■ Work instructions
In the entries that follow, find each line with the word "player" and copy it.

■ Data in this exercise
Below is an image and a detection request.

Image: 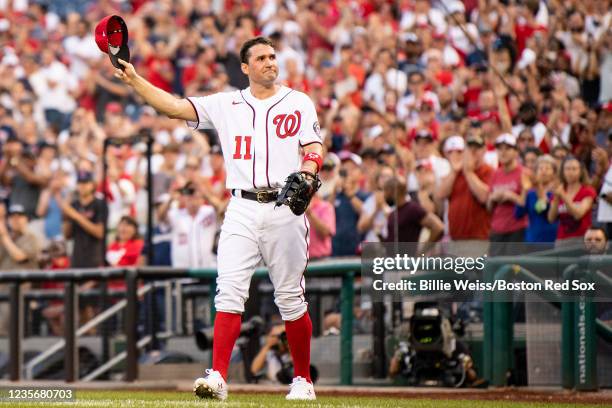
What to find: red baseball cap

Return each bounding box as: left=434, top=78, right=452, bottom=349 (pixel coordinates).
left=95, top=15, right=130, bottom=69
left=105, top=102, right=122, bottom=114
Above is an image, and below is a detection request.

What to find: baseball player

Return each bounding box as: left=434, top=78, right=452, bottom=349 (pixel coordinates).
left=113, top=37, right=322, bottom=401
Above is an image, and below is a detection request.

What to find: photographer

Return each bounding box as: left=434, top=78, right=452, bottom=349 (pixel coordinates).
left=250, top=325, right=291, bottom=383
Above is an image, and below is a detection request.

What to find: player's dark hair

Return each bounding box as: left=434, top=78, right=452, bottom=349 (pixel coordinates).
left=240, top=37, right=274, bottom=64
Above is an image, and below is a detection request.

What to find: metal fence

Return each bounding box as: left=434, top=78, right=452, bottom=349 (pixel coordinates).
left=0, top=259, right=361, bottom=384
left=1, top=255, right=610, bottom=388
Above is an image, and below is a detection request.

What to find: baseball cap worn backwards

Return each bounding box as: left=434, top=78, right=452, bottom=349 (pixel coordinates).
left=95, top=15, right=130, bottom=69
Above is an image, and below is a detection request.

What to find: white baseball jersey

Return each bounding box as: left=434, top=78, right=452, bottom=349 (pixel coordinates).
left=186, top=85, right=322, bottom=190
left=167, top=205, right=217, bottom=268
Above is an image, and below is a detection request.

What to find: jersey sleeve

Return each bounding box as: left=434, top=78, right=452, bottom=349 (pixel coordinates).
left=299, top=95, right=323, bottom=147
left=186, top=95, right=218, bottom=130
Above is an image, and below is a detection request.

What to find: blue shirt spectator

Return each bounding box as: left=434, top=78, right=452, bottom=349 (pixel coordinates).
left=332, top=191, right=369, bottom=256
left=515, top=189, right=558, bottom=243
left=141, top=224, right=172, bottom=266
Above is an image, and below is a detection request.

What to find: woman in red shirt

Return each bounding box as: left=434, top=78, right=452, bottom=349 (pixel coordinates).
left=106, top=216, right=144, bottom=290
left=548, top=157, right=596, bottom=247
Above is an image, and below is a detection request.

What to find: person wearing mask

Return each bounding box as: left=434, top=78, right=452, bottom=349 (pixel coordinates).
left=548, top=157, right=597, bottom=247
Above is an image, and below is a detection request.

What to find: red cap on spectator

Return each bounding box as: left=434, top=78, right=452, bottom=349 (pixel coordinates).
left=95, top=15, right=130, bottom=69
left=420, top=99, right=435, bottom=110
left=416, top=159, right=433, bottom=171
left=432, top=31, right=446, bottom=40
left=106, top=102, right=122, bottom=114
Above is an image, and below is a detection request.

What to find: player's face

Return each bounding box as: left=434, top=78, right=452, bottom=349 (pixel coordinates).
left=242, top=44, right=278, bottom=85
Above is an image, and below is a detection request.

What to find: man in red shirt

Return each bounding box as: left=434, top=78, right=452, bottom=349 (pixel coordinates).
left=437, top=135, right=493, bottom=257
left=486, top=134, right=528, bottom=256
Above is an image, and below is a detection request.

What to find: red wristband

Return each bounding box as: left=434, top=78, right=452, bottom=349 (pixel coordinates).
left=303, top=152, right=323, bottom=173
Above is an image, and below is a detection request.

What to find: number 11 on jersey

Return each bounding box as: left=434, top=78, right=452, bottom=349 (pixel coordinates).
left=233, top=136, right=252, bottom=160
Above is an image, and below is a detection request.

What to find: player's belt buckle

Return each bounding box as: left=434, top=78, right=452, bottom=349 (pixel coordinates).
left=256, top=191, right=268, bottom=203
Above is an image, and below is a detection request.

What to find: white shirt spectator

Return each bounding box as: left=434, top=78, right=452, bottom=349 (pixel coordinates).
left=168, top=205, right=217, bottom=268
left=400, top=7, right=447, bottom=33
left=397, top=91, right=440, bottom=123
left=597, top=165, right=612, bottom=223
left=29, top=61, right=77, bottom=114
left=407, top=155, right=451, bottom=192
left=556, top=31, right=589, bottom=73
left=360, top=195, right=389, bottom=242
left=512, top=122, right=548, bottom=147
left=275, top=45, right=305, bottom=81
left=107, top=177, right=137, bottom=231
left=448, top=23, right=479, bottom=55
left=63, top=33, right=102, bottom=79
left=364, top=68, right=407, bottom=112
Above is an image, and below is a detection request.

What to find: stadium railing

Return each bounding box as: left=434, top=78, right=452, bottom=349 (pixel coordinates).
left=0, top=258, right=361, bottom=384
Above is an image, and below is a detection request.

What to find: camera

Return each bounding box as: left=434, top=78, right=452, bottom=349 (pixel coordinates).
left=271, top=331, right=288, bottom=351
left=195, top=316, right=264, bottom=351
left=393, top=304, right=471, bottom=387
left=178, top=183, right=197, bottom=196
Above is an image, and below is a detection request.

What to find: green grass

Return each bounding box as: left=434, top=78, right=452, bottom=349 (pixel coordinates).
left=0, top=391, right=603, bottom=408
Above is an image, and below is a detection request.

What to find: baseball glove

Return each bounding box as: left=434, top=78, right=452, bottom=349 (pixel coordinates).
left=275, top=171, right=322, bottom=216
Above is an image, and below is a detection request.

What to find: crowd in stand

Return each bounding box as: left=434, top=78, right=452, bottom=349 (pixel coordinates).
left=0, top=0, right=611, bottom=334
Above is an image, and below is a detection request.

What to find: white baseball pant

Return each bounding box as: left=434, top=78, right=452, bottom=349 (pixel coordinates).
left=214, top=195, right=309, bottom=321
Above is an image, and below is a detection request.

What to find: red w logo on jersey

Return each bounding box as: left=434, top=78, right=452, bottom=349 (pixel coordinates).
left=273, top=111, right=301, bottom=139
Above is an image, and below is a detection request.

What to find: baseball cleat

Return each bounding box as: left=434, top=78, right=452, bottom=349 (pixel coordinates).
left=193, top=369, right=228, bottom=401
left=285, top=376, right=316, bottom=400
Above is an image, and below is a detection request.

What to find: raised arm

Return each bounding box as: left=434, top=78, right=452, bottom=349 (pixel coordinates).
left=114, top=59, right=197, bottom=121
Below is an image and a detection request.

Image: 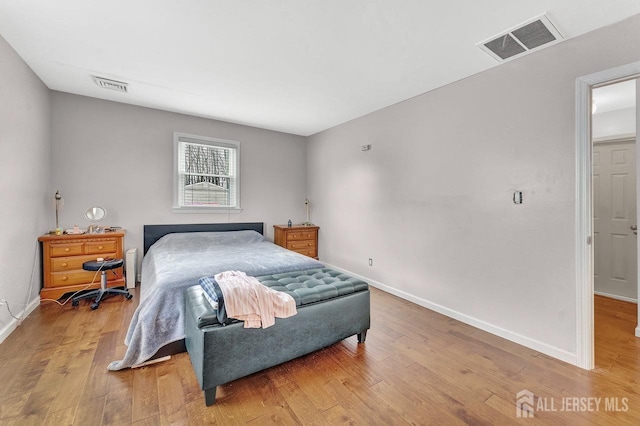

■ Task output
What to find: baseball player
What to find: player's dark hair
What to find: player's face
What to find: player's belt buckle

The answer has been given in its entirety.